Would you copy the entries that follow exactly, leaving out every picture?

▸ Point-per-instance localization data:
┄┄┄┄┄┄┄┄┄┄
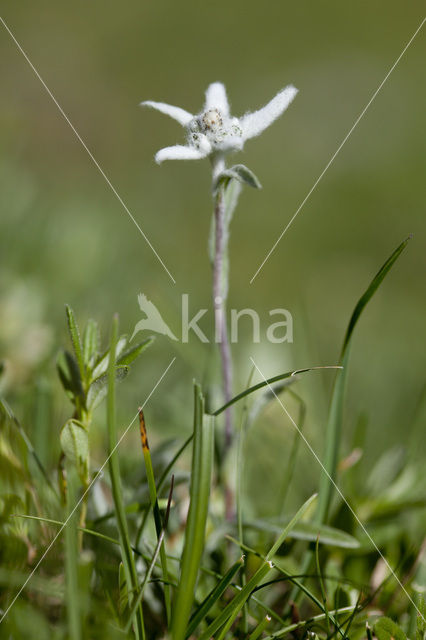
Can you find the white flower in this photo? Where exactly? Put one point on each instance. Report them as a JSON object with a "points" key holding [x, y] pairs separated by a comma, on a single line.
{"points": [[214, 130]]}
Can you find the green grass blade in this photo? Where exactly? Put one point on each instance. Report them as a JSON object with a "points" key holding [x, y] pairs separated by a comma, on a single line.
{"points": [[299, 585], [138, 601], [161, 483], [298, 625], [334, 424], [14, 420], [321, 581], [114, 469], [260, 628], [202, 461], [266, 383], [71, 564], [287, 529], [371, 290], [231, 611], [212, 597], [156, 510]]}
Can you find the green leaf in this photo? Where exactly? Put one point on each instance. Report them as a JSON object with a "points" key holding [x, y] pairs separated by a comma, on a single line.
{"points": [[116, 486], [128, 356], [309, 531], [387, 629], [75, 445], [91, 343], [231, 611], [99, 387], [371, 290], [202, 462], [267, 383], [103, 360], [70, 376], [242, 174], [335, 418], [75, 339], [214, 595]]}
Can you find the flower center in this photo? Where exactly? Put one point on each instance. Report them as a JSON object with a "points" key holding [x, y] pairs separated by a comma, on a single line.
{"points": [[212, 129]]}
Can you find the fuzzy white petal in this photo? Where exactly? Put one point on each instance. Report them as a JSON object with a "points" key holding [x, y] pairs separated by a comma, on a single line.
{"points": [[182, 116], [231, 143], [216, 98], [253, 124], [179, 152]]}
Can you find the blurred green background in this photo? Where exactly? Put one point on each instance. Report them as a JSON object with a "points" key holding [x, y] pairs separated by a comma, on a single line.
{"points": [[64, 237]]}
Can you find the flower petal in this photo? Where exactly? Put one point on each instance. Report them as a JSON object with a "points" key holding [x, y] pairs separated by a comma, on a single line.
{"points": [[182, 116], [253, 124], [179, 152], [231, 143], [216, 98]]}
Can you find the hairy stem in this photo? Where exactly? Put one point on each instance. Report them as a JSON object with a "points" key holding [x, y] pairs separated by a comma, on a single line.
{"points": [[219, 301]]}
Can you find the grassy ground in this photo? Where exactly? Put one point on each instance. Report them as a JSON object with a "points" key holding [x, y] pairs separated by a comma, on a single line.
{"points": [[116, 522]]}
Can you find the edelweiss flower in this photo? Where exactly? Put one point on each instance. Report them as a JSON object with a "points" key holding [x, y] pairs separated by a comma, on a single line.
{"points": [[214, 130]]}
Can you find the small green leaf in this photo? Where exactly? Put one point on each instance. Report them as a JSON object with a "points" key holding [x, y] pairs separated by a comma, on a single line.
{"points": [[309, 531], [131, 354], [99, 387], [75, 444], [69, 374], [242, 174], [90, 343], [387, 629], [103, 361], [75, 339]]}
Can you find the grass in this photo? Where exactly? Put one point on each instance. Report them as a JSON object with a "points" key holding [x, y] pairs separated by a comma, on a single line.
{"points": [[162, 560]]}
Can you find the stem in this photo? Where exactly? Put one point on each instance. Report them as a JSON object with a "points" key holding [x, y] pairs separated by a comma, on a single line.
{"points": [[219, 301]]}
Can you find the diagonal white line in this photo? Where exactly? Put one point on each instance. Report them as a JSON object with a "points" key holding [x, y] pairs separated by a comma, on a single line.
┄┄┄┄┄┄┄┄┄┄
▸ Problem solution:
Can you find the white flower in this photo? Where exactly? Put one point on each instance. Report them as a JSON object with a "points" key holding [x, y] pairs separated by a comma, on a single line.
{"points": [[214, 130]]}
Can you find the green grass blade in this photo? Where exactly? Put one point on each instance. Report them as a JSON object with a "points" key holding [x, y] pairs separated by a comma, on a single line.
{"points": [[299, 585], [138, 601], [161, 483], [298, 625], [334, 424], [14, 420], [321, 581], [114, 469], [260, 628], [202, 461], [266, 383], [71, 564], [287, 529], [371, 290], [231, 611], [212, 597], [156, 510]]}
Can you find the green leaf in this photo? Where exactly? Put one point on each instance. Report them as a JSON object with a "points" key holding [x, y] pairs separated by a comma, on a single line.
{"points": [[116, 486], [128, 356], [309, 531], [387, 629], [75, 445], [91, 343], [231, 611], [99, 387], [371, 290], [202, 462], [267, 383], [103, 360], [70, 376], [242, 174], [335, 418], [75, 339], [214, 595]]}
Can you find the flower center in this photo? Where exactly? Put one point on each instance. Report them as a JSON object with a "points" key holding [x, y] pairs separated by a comma, on a single line.
{"points": [[212, 129]]}
Can you find the fuzzy white petal in this photo? Where exactly? Put one point on each instance. Report them as a JSON object with a "points" key holding [x, y] pairs separated by a comma, on a single line.
{"points": [[182, 116], [231, 143], [216, 98], [253, 124], [179, 152]]}
Can you find the blurred green background in this photo? Where exactly? Put one point on each instance. Report them as a JSON object with a "points" key holding [x, y] pairs separated by a comma, on a single line.
{"points": [[64, 237]]}
Can you find the flower petal in this photo? Where exactly? Put one point on each instance. Report them as a JSON object with a "points" key holding [x, y] pairs separated by a comma, on a single line.
{"points": [[182, 116], [253, 124], [179, 152], [231, 143], [216, 98]]}
Can you find the hairy stem in this photo? Where exactly? Put one point on each instance. Report them as a JSON object with a "points" key holding [x, y] pairs separated by a comma, on a single line.
{"points": [[219, 301]]}
Can you find the grassy ground in this photo? Where exactly? Put one point on each instance. Report them as a JSON object with a "points" key holding [x, y] pairs separated by a comma, on a single line.
{"points": [[116, 522]]}
Can you find the edelweiss flower in this photo? Where exactly? Put one point on each instance. Report them as a JSON object with a "points" key holding [x, y] pairs separated by a comma, on a single line.
{"points": [[214, 130]]}
Can you find the small green leaf in this photo? Where exactly? Put one point on each instance. Report them as a JSON object with a "points" key holding [x, y] pairs separated by a comma, on a single line.
{"points": [[309, 531], [131, 354], [99, 387], [75, 444], [69, 374], [242, 174], [90, 343], [387, 629], [103, 361], [75, 339]]}
Can you find the grass in this photo? Where exactly? Put one point on each instance. Report them as a JSON object with a "points" key holding [x, y] pairs separated by a comma, on a single line.
{"points": [[162, 560]]}
Can you find the stem in this photo? Where exactly? Put one point on each instance. Report them as a JSON object with a "points" key holding [x, y] pairs separated by a comma, on a single line.
{"points": [[219, 301]]}
Can you find the diagonal white line in this photo? Where exactly? Put one point on each instance. Report them as a JSON object with a "points" key holding [x, y] pairs separated by a comma, on a single line.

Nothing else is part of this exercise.